──────── DOKUMENTABSCHNITT

Vor dem Hauptteil befinden sich fünf Artikel: "Die griechische Kleidung", "Die römische Kleidung", "Die Kleidung im byzantinischen Reich", "Kleidung und Gesellschaft im Mittelalter" und "Die Kriegsrüstung im europäischen Mittelalter".
Von diesen ist der Artikel zur Kleidung und Gesellschaft im Mittelalter der längste. Er arbeitet vor allem die Informationen heraus, die die Schriftquellen hergeben. Entsprechend auch die Literatur in den Anmerkungen: überwiegend historische und auch einige kostümkundliche Arbeiten aus dem Bereich der Kunst - und Literaturgeschichte.

────────────────

ANWEISUNG:
Gib aus dem Dokumentabschnitt über historische Kleidung den Wortlaut zwischen "Von diesen ist" und "- und Literaturgeschichte." unverändert zurück, beide Stellen eingeschlossen.

──────── EINTRÄGE

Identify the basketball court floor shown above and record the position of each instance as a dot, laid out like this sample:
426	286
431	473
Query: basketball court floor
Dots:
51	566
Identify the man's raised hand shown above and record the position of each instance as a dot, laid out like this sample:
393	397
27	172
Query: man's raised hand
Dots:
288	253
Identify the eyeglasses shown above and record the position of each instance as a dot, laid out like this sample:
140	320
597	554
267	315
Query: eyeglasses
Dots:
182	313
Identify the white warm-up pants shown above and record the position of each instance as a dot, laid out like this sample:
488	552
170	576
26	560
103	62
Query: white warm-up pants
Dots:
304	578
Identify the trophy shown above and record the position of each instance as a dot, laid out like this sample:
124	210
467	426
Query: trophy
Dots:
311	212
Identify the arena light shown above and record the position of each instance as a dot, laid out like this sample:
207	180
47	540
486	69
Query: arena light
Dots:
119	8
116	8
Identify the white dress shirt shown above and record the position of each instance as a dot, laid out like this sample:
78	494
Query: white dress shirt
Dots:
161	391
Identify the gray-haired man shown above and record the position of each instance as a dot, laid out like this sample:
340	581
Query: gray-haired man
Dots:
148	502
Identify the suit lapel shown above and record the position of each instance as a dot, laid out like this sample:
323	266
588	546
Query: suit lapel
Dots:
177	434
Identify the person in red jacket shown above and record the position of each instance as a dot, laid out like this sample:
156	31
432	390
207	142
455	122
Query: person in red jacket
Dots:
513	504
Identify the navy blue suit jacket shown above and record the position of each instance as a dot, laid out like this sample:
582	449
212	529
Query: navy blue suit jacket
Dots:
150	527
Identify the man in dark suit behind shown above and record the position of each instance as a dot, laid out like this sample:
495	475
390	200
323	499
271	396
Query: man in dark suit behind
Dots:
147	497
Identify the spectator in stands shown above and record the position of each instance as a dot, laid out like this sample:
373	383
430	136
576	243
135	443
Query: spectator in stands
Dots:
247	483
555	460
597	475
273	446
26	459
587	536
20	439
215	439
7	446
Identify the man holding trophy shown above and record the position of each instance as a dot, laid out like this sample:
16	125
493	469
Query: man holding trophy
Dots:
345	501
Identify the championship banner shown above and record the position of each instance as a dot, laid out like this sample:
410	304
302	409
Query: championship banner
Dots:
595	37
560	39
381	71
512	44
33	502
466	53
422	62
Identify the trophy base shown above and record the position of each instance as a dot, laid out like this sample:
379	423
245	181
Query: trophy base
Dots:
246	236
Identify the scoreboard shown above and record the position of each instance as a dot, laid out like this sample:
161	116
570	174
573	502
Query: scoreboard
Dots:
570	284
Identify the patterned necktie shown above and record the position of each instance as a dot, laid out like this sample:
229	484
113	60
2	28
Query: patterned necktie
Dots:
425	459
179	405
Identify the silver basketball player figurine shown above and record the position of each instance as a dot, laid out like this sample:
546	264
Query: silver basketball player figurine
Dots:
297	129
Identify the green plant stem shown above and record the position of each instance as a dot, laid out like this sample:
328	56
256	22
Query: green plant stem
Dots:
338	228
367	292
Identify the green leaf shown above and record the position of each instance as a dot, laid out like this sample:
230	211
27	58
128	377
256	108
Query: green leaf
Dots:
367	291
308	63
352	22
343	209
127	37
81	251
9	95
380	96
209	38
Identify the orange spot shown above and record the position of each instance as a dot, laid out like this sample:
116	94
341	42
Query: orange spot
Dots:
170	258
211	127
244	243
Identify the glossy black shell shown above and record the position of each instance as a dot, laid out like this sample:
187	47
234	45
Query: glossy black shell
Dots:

────────────────

FERTIGE ANTWORT:
Von diesen ist der Artikel zur Kleidung und Gesellschaft im Mittelalter der längste. Er arbeitet vor allem die Informationen heraus, die die Schriftquellen hergeben. Entsprechend auch die Literatur in den Anmerkungen: überwiegend historische und auch einige kostümkundliche Arbeiten aus dem Bereich der Kunst - und Literaturgeschichte.